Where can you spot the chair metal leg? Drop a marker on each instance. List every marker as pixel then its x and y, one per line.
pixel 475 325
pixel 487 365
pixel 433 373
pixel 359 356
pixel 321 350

— Requirement —
Reproduce the material above verbatim, preserving every line and its order.

— The answer —
Where can you spot the chair metal leg? Drop a marker on each instance. List every marker as pixel then its x and y, one per line.
pixel 475 325
pixel 487 365
pixel 433 373
pixel 359 356
pixel 321 350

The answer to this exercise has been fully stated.